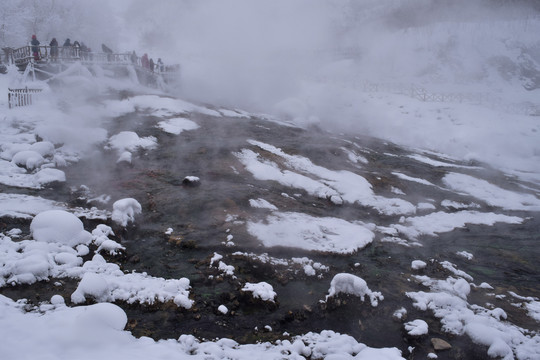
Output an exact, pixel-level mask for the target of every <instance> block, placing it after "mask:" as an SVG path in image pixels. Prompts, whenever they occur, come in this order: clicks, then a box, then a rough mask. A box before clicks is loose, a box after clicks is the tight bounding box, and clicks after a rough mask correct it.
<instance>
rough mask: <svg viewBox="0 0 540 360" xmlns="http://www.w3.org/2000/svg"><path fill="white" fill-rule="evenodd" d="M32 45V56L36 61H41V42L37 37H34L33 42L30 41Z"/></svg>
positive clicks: (32, 39)
mask: <svg viewBox="0 0 540 360" xmlns="http://www.w3.org/2000/svg"><path fill="white" fill-rule="evenodd" d="M30 45H32V56H34V60H35V61H38V60H39V40H38V39H37V37H36V35H32V41H30Z"/></svg>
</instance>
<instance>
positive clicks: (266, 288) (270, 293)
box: [242, 281, 277, 302]
mask: <svg viewBox="0 0 540 360" xmlns="http://www.w3.org/2000/svg"><path fill="white" fill-rule="evenodd" d="M242 291H248V292H252V293H253V297H254V298H257V299H261V300H263V301H271V302H274V299H275V297H276V296H277V294H276V293H275V292H274V288H273V287H272V285H270V284H268V283H267V282H264V281H262V282H260V283H249V282H248V283H246V285H244V287H243V288H242Z"/></svg>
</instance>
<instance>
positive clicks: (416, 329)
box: [403, 319, 428, 336]
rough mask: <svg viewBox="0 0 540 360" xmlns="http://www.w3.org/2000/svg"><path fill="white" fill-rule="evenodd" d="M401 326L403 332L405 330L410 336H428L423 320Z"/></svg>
mask: <svg viewBox="0 0 540 360" xmlns="http://www.w3.org/2000/svg"><path fill="white" fill-rule="evenodd" d="M403 326H405V330H407V333H408V334H409V335H411V336H422V335H427V334H428V325H427V322H425V321H424V320H420V319H417V320H413V321H409V322H406V323H405V324H403Z"/></svg>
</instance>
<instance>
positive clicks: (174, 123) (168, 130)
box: [158, 118, 199, 135]
mask: <svg viewBox="0 0 540 360" xmlns="http://www.w3.org/2000/svg"><path fill="white" fill-rule="evenodd" d="M158 127H159V128H161V129H162V130H163V131H165V132H166V133H169V134H173V135H180V134H181V133H182V132H183V131H188V130H195V129H198V128H199V125H197V124H196V123H195V122H193V121H191V120H188V119H184V118H173V119H167V120H164V121H160V122H159V123H158Z"/></svg>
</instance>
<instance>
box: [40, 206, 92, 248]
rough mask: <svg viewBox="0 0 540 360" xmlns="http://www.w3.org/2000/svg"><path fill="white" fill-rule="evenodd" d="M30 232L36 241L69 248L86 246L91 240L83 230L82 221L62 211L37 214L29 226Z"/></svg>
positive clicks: (91, 237)
mask: <svg viewBox="0 0 540 360" xmlns="http://www.w3.org/2000/svg"><path fill="white" fill-rule="evenodd" d="M30 231H31V232H32V235H33V237H34V239H35V240H37V241H44V242H49V243H51V242H56V243H60V244H64V245H69V246H71V247H75V246H77V245H79V244H86V245H87V244H89V243H90V241H91V240H92V235H91V234H90V233H89V232H88V231H86V230H84V227H83V223H82V221H81V220H79V218H77V217H76V216H75V215H73V214H71V213H68V212H67V211H63V210H49V211H44V212H41V213H39V214H37V215H36V216H35V217H34V219H33V220H32V223H31V224H30Z"/></svg>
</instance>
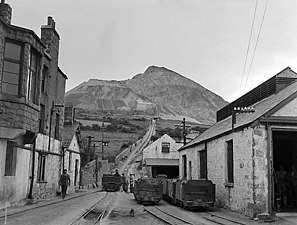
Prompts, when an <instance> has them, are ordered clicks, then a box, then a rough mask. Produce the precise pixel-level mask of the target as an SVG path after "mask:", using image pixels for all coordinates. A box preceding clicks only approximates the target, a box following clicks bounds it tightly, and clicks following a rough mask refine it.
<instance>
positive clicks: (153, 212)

........

**Work request:**
Exactly the lines from the top of the listing through the line holding "box: [403, 319, 428, 336]" should be repeated, with pictures left out.

**Exercise answer:**
Output an exact, pixel-level mask for the target of every <instance> block, placing it after "mask:" as an SVG path in image pixels. Prompts, whenever they occur, come in this order: clicks, then a box, then a rough mask. A box before clicks is loose, a box after clicks is the tight bounding box, and clicks after a rough mask correct it.
<instance>
rough mask: <svg viewBox="0 0 540 360" xmlns="http://www.w3.org/2000/svg"><path fill="white" fill-rule="evenodd" d="M32 45V56L36 61H41V42L37 37H34L33 42L30 41Z"/></svg>
positive clicks: (32, 39)
mask: <svg viewBox="0 0 540 360" xmlns="http://www.w3.org/2000/svg"><path fill="white" fill-rule="evenodd" d="M30 45H32V56H34V60H35V61H38V60H39V40H38V39H37V37H36V35H32V41H30Z"/></svg>
</instance>
<instance>
positive clicks: (266, 288) (270, 293)
box: [242, 281, 277, 302]
mask: <svg viewBox="0 0 540 360" xmlns="http://www.w3.org/2000/svg"><path fill="white" fill-rule="evenodd" d="M242 291H248V292H252V293H253V297H254V298H257V299H261V300H263V301H271V302H274V299H275V297H276V296H277V294H276V293H275V292H274V288H273V287H272V285H270V284H268V283H267V282H264V281H262V282H260V283H249V282H248V283H246V285H244V287H243V288H242Z"/></svg>
</instance>
<instance>
positive clicks: (416, 329)
box: [403, 319, 428, 336]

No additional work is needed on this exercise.